Work required ▸ Rewrite the rows from the line containing "Round one — Name the bounding box that frames the treeline." through the line containing "0, 4, 130, 42", both included, keeping the request wording unchanged and scaling every bounding box coordinate in the answers by 1.9, rounded to whole numbers with halves rounded up.

Working data ▸
▼

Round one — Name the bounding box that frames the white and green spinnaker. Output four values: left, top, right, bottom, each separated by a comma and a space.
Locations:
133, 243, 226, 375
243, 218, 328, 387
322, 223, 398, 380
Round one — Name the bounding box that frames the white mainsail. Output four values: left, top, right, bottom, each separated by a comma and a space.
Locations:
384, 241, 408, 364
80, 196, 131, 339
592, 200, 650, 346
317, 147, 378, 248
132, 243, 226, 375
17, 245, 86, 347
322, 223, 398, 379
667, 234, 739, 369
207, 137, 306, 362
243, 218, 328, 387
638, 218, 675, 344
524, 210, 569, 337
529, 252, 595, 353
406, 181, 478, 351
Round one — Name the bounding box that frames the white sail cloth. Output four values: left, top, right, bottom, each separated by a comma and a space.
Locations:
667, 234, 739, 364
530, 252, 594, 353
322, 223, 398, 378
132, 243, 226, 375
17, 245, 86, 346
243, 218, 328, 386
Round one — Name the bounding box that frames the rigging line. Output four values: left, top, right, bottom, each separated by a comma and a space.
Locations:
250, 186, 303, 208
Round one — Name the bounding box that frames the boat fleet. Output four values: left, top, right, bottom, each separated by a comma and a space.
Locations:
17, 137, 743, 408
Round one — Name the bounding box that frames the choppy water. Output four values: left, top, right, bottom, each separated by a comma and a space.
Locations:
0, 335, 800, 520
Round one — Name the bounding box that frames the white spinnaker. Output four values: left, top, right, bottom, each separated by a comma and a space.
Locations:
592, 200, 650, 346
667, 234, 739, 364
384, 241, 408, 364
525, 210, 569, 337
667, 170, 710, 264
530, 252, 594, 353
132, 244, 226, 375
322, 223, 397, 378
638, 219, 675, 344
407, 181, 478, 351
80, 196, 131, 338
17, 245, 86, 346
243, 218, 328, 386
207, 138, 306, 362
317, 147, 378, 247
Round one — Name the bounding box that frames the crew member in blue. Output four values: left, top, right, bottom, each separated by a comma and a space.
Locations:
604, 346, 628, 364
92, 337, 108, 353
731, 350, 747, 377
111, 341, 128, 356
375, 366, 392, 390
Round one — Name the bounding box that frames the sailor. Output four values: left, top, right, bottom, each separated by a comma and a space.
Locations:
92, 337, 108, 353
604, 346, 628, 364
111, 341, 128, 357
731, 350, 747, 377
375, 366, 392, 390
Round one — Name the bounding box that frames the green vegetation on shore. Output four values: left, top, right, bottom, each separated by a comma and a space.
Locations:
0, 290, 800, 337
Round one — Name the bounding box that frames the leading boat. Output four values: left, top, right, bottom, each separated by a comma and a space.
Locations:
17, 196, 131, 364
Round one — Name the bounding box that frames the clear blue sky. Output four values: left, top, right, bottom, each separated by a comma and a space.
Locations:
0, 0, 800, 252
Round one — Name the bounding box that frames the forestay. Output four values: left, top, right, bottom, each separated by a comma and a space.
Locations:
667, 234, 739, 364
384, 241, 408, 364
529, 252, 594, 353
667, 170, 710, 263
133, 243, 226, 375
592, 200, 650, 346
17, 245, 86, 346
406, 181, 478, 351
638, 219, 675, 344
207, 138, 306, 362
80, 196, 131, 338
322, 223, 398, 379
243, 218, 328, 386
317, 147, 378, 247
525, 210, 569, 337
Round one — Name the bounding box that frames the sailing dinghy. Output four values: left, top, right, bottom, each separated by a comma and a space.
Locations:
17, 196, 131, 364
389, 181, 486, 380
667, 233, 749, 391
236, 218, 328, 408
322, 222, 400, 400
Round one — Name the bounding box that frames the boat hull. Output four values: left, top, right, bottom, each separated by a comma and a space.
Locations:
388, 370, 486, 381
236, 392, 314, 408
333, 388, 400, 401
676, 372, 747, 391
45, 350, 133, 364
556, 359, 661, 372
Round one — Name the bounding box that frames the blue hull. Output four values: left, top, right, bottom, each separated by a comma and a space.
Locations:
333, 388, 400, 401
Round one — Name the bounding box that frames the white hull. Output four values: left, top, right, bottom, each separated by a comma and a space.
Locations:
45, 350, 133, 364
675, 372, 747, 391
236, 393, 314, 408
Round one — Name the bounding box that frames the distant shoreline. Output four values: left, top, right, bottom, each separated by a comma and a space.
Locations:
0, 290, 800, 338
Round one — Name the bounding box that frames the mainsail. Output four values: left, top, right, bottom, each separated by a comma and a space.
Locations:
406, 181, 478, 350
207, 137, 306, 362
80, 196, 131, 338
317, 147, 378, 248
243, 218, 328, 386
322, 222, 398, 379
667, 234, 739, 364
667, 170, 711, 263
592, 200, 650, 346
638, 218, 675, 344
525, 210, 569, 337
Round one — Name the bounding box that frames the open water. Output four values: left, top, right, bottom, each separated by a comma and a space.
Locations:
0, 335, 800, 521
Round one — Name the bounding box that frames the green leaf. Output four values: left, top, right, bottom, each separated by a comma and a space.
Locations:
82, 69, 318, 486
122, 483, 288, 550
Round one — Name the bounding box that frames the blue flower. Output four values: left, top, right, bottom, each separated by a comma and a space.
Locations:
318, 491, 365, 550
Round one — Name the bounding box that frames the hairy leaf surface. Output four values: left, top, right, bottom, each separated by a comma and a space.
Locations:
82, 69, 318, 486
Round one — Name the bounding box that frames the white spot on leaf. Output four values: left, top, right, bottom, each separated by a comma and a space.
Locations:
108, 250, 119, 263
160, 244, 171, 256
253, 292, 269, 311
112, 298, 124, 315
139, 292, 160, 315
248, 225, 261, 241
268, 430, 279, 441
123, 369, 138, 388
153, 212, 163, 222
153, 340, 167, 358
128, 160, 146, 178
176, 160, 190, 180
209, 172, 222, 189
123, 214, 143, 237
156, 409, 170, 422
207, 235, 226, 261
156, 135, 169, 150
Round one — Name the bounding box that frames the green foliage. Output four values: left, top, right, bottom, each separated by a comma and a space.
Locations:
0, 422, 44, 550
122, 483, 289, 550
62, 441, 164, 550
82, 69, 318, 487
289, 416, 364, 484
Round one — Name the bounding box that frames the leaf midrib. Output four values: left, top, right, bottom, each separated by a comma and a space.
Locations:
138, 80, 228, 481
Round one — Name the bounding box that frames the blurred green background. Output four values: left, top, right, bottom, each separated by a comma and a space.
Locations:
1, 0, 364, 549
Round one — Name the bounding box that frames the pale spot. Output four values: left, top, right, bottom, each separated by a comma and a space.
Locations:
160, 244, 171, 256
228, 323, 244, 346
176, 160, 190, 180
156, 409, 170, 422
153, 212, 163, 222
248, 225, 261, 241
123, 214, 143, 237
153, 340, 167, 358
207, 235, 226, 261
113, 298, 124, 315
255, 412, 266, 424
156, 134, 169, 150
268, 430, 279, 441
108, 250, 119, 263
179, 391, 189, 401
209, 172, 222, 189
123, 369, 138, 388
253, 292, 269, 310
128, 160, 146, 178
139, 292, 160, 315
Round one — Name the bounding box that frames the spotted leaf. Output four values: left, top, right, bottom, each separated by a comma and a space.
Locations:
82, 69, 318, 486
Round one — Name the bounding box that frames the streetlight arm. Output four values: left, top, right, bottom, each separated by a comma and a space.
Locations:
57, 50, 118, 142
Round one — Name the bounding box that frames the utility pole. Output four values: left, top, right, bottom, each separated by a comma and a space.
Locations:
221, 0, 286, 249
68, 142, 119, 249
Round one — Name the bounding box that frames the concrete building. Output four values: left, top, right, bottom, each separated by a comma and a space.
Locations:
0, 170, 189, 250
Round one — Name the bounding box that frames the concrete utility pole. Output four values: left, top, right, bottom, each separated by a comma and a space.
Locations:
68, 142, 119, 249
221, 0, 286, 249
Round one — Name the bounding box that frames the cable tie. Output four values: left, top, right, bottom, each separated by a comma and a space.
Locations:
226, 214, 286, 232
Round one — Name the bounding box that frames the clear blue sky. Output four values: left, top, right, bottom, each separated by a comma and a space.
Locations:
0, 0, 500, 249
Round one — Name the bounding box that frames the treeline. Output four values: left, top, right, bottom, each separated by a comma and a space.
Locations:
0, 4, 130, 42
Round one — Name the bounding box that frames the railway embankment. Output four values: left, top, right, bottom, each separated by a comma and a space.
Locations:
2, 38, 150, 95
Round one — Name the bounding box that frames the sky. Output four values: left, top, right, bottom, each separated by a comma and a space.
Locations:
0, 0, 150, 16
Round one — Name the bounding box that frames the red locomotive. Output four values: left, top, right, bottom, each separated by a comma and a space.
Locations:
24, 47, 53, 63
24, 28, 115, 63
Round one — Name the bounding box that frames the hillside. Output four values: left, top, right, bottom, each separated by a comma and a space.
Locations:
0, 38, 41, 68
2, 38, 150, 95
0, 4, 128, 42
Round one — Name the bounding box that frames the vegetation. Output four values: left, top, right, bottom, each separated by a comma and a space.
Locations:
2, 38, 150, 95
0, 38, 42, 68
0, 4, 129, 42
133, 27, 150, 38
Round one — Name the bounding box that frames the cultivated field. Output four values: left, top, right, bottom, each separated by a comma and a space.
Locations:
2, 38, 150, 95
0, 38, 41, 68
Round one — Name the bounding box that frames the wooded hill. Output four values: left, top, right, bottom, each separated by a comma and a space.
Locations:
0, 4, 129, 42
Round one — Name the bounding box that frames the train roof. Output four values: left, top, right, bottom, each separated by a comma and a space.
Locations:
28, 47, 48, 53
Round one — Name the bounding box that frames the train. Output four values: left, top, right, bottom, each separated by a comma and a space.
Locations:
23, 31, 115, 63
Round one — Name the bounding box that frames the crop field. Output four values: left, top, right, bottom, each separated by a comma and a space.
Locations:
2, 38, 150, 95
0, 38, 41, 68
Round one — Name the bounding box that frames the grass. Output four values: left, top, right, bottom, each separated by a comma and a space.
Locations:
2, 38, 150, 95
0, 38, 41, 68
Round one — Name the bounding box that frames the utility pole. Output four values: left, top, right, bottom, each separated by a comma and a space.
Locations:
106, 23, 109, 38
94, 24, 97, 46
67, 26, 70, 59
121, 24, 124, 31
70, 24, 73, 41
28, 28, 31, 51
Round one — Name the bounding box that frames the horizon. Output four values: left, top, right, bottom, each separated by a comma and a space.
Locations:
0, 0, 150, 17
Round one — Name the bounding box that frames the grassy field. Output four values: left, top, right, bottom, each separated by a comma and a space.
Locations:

▲

Result for this task ▸
Round one — Name the bounding box that frames the treeline. Output four values: left, top, right, bottom, each separated by a comma and a space.
Locations:
0, 8, 247, 80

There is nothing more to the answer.